**TEXT EXCERPT**
# Voyager lands in the back yard



## =bg= (Apr 2, 2007)




----------



## Xenodyssey (Aug 27, 2008)

Heh. I used to do that all the time with my old Aurora Spindrift model. Being menaced by Guinea pigs...Never did see the original Voyager kit when I was younger.


----------



## Trekkriffic (Mar 20, 2007)

Xenodyssey said:


> Heh. I used to do that all the time with my old Aurora Spindrift model. Being menaced by Guinea pigs...Never did see the original Voyager kit when I was younger.


I did the same thing with my old Spindrift. I think it was menaced by snails though.

bg,

Nice composition and cool Voyager!


----------



## =bg= (Apr 2, 2007)

my favorite model of all time.


----------



## StarshipClass (Aug 13, 2003)

Great shots and perfectly appropriate! Good looking model build there, too! :thumbsup:

I had first imagined that you were talking about_ Star Trek's USS Voyager_ and was trying to figure out how it fit in someone's backyard.


----------



## =bg= (Apr 2, 2007)

well, I am NO expert, but when I saw Mobieus had re released, it took 2 seconds to order one!


----------



## Seaview (Feb 18, 2004)

My backyard had redwoods, hillsides and a narrow creek with a little sandy beach. I clearly remember afterschool adventures out there with my Aurora Spindrift, the Voyager, the Flying Sub and the Invaders Saucer, and sailing and sinking my Aurora Seaview around at the bottom of a small waterfall.
I really miss that backyard, and will forever treasure those memories. Thanks for the memory jog, =bg=! :wave:


----------



## scotpens (Sep 6, 2003)

Trekkriffic said:


> Xenodyssey said:
> 
> 
> > Heh. I used to do that all the time with my old Aurora Spindrift model. Being menaced by Guinea pigs...
> ...


My Aurora Spindrift was menaced by a giant pussycat!


----------

**ENTRIES**
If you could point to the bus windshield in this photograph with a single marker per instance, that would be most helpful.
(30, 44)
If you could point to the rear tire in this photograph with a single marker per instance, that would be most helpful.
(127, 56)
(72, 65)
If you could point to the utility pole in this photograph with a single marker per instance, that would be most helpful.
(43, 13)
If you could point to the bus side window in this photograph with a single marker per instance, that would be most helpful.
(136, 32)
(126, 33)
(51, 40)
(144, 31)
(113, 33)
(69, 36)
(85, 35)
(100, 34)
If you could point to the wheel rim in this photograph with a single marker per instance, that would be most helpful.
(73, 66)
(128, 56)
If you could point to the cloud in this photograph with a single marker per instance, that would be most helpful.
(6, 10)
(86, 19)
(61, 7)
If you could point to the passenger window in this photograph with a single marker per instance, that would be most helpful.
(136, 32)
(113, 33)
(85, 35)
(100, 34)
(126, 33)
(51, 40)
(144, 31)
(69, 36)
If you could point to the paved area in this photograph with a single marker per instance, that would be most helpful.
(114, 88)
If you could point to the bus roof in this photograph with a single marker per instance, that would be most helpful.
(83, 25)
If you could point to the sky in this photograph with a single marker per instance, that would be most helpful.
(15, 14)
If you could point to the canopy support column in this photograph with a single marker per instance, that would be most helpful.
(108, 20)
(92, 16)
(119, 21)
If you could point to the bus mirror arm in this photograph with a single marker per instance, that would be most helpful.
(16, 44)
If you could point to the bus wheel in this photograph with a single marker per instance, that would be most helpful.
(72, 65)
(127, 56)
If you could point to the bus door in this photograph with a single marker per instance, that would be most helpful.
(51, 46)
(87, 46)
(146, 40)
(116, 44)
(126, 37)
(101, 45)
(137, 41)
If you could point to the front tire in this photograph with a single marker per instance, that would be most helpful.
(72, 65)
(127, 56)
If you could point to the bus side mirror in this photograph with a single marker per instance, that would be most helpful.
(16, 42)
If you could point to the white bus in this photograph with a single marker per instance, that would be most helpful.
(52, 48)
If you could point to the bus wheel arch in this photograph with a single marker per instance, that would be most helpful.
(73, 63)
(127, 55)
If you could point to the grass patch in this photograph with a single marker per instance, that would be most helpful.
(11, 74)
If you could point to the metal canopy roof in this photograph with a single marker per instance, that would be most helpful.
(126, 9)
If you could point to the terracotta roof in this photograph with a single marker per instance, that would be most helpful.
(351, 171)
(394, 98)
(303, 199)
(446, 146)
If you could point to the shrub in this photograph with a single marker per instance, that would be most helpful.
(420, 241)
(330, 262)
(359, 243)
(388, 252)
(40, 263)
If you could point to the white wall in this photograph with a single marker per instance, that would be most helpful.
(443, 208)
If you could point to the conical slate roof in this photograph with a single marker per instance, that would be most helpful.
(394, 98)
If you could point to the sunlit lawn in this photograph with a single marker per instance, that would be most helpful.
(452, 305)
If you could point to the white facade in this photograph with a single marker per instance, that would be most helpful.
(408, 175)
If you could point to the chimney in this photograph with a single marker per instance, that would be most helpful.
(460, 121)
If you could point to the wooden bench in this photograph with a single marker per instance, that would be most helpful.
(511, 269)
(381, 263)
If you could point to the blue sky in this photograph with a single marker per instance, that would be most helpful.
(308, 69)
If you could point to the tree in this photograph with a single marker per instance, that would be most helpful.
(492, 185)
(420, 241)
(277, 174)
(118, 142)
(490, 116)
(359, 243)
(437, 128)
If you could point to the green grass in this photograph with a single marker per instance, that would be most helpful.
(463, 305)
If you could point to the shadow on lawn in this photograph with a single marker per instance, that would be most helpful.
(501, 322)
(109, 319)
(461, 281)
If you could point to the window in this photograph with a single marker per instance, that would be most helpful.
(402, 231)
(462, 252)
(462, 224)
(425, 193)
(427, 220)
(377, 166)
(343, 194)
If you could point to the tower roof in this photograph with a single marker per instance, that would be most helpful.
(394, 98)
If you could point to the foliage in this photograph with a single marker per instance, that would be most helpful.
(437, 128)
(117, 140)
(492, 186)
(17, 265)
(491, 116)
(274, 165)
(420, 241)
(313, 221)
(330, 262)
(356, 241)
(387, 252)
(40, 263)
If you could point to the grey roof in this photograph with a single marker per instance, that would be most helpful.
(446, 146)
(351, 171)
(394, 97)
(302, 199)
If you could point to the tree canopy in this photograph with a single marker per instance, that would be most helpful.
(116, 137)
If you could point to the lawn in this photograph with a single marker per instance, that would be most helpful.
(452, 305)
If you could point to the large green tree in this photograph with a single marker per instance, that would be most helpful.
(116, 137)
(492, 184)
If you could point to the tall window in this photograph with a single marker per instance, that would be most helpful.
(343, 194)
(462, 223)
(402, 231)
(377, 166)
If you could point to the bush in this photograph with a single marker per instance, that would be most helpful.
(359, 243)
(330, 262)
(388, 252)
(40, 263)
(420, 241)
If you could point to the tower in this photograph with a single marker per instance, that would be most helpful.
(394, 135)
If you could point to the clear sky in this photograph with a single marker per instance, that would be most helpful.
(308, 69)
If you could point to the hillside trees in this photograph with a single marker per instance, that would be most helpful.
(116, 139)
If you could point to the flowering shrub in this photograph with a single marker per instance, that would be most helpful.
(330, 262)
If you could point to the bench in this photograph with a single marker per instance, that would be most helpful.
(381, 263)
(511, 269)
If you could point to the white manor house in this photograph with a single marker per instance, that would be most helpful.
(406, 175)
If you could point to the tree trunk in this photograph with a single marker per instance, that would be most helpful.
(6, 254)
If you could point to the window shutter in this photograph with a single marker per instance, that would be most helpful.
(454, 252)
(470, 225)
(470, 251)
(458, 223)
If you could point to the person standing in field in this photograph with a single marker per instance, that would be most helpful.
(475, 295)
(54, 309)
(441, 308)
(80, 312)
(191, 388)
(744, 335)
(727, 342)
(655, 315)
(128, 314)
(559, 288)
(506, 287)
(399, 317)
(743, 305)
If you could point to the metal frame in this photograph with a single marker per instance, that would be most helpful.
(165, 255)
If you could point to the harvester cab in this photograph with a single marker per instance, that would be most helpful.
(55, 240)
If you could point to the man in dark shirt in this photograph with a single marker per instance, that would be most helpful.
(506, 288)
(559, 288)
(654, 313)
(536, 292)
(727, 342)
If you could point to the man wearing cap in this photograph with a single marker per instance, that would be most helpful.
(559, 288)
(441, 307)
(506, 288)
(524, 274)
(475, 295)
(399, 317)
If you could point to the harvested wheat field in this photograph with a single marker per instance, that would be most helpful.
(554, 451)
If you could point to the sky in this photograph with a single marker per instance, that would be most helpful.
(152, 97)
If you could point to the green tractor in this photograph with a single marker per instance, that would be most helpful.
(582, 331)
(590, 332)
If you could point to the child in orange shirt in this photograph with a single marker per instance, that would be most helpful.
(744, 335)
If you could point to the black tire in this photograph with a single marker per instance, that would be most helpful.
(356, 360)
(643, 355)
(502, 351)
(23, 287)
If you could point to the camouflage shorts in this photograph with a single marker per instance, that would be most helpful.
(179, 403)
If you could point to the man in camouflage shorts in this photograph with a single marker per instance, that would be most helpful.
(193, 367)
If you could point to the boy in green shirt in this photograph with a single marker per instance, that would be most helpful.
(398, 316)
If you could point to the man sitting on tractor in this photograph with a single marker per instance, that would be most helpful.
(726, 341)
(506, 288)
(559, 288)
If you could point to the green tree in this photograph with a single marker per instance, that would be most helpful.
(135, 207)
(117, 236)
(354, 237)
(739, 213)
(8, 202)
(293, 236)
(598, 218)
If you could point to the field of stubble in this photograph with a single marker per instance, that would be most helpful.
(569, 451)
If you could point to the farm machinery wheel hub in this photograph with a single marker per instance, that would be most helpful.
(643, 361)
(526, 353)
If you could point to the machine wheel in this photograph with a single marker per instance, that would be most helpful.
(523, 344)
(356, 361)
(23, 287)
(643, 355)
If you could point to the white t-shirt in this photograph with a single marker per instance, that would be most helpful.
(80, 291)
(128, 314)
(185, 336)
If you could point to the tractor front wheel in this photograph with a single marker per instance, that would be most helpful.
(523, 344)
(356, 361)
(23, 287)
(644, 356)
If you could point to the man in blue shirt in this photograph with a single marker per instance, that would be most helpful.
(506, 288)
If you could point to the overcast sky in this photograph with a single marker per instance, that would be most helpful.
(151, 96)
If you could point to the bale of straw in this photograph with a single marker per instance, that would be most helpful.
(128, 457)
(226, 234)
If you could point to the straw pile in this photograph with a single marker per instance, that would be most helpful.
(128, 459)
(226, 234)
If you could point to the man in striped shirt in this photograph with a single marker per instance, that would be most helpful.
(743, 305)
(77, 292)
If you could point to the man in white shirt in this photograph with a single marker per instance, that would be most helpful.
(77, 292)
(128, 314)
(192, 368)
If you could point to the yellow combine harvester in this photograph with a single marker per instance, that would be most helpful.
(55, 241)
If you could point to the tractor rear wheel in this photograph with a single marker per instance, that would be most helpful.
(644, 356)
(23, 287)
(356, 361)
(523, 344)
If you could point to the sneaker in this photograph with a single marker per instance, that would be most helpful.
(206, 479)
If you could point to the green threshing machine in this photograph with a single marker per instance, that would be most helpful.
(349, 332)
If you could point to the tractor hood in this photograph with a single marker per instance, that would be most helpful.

**WHAT THIS TASK INVOLVES**
In the forum thread, why was one reply trying to figure out how the Voyager fit in someone's backyard? Answer in one to three sentences.

**CORRECT RESPONSE**
StarshipClass had first imagined that the thread was about Star Trek's USS Voyager. That is why they were puzzled about how it could fit in a backyard, before seeing that it was a model build.